TEXT TO READ »
# # #
Liquid fuel is superior to propane in many respects, and especially excels in cold weather camping, due to the fact that the flame is vaporized in the generator, and fuel tank pressure is externally adjustable via a hand pump on the tank. Propane tank pressure degrades when the temp drops low, and as stated, canisters are very wasteful. I believe in Ontario, recycling these canisters costs the province a considerable amount of money each year, and I'm sure this is an increasing problem in many other areas as well.

I use an older model of this same stove, a 1956 Coleman 413E, and when camping is serious, I also have a 1972 426D 3 burner model. These stoves throw huge power and as mentioned, their tanks last a very long time, they are extremely fuel efficient. Your original review stated that the flame leaves residue on pots/ pans. I have not experienced this. I always have a pure blue flame from my stoves. Furthermore, simmering capability is at least equal to that of propane, I never have any issue simmering with these stoves.
# # #
Dataset excerpts on pointing at objects
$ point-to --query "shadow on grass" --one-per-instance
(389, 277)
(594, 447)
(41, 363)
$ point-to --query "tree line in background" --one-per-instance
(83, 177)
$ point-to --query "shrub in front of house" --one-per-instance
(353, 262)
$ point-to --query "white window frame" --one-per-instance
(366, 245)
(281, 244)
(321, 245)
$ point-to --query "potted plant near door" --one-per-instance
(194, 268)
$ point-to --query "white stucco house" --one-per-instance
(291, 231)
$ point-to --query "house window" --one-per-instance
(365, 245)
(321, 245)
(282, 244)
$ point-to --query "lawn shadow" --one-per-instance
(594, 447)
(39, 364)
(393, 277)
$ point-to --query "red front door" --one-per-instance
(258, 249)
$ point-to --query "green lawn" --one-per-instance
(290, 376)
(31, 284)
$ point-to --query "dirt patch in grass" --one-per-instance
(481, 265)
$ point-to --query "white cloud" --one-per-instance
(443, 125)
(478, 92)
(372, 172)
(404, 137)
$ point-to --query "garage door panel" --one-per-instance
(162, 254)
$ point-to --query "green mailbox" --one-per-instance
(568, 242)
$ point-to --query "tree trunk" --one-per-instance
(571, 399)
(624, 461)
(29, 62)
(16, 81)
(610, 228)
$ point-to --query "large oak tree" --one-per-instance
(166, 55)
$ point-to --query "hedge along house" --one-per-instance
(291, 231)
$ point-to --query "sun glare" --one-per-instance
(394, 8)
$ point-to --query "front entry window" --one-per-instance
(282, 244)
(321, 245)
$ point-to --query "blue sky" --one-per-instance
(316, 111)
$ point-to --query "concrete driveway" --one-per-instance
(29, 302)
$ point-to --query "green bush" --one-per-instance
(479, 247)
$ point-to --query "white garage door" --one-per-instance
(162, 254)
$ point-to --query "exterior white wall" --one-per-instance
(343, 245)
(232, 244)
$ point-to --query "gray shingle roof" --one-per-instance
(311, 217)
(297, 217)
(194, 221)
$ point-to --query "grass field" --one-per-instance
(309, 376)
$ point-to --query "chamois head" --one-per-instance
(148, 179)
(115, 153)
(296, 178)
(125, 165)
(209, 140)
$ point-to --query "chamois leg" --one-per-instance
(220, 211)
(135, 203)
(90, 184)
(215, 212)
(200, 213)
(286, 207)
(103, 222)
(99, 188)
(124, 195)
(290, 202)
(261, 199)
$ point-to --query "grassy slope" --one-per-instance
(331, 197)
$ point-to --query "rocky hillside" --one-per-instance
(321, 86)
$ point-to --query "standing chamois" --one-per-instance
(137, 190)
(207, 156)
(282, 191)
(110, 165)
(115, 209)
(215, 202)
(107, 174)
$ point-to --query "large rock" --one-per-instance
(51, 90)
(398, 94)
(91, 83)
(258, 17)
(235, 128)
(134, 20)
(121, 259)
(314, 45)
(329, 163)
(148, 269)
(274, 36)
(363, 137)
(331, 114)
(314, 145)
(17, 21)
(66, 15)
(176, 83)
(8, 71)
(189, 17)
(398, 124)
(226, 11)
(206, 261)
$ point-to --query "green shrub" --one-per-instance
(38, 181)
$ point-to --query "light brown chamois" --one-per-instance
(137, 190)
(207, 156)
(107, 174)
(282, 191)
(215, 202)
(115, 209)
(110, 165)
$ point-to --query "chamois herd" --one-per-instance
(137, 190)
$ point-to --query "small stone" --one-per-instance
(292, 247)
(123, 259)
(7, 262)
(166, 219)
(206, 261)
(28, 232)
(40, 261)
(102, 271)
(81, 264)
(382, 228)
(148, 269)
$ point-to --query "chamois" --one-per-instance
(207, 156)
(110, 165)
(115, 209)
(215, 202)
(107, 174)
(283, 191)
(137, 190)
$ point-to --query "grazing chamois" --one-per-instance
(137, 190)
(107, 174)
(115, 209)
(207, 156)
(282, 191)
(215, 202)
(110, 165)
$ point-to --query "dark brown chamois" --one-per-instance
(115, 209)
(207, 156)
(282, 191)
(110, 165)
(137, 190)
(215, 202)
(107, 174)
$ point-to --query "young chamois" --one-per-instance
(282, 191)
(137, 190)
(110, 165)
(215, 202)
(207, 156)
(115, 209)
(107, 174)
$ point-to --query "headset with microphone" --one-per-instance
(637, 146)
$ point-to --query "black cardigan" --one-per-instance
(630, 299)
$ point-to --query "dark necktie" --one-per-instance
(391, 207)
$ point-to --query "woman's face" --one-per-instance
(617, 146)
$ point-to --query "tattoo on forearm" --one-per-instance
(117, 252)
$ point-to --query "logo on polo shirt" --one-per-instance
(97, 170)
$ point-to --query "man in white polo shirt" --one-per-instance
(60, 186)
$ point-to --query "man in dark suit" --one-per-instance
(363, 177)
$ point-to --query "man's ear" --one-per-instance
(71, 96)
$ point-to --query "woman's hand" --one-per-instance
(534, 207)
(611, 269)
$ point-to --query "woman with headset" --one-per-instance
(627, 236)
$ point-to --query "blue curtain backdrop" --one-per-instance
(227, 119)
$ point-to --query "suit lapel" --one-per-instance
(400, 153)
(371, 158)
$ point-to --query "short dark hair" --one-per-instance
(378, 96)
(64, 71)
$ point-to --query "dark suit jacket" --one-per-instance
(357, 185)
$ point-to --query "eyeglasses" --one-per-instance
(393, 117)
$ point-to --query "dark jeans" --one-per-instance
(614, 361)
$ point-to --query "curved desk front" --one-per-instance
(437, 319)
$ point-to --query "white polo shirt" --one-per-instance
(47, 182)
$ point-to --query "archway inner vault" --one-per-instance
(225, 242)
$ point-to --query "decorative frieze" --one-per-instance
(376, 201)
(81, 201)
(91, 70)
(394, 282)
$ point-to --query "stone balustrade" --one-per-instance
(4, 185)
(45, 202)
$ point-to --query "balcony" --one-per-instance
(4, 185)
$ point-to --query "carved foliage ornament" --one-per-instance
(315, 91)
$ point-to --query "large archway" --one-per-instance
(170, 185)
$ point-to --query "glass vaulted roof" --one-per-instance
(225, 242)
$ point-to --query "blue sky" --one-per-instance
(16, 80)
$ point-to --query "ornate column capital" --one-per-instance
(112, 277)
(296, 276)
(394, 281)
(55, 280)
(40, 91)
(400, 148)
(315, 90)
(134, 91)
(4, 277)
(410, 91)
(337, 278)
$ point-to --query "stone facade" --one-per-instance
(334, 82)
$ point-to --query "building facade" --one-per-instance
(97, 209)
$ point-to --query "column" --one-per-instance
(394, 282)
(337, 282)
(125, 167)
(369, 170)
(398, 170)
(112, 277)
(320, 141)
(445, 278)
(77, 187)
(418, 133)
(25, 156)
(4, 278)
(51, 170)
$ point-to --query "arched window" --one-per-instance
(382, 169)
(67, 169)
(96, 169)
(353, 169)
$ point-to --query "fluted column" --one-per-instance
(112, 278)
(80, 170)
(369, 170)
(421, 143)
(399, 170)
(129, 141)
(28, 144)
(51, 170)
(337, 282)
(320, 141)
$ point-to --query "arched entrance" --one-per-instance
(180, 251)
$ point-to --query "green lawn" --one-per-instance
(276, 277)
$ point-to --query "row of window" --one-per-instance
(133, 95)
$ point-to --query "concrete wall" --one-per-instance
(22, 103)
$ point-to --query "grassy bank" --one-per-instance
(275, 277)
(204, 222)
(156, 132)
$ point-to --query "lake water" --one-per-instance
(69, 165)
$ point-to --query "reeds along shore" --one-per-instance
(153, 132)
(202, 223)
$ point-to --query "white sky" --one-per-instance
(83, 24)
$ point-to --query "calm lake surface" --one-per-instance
# # #
WRITTEN EXERCISE » Please turn the paragraph of the text on camp stoves that begins "I use an older model" into a short bulleted list that keeps its main facts. The entries are separate material, apart from the text on camp stoves.

EXERCISE RESULT »
- Uses an older model of the same stove, a 1956 Coleman 413E, and for serious camping also a 1972 426D three-burner model.
- These stoves are very powerful and extremely fuel efficient, and their tanks last a very long time.
- Has not seen the flame leave residue on pots or pans, as the original review stated; the stoves always give a pure blue flame.
- Simmering is at least equal to propane, with no problems.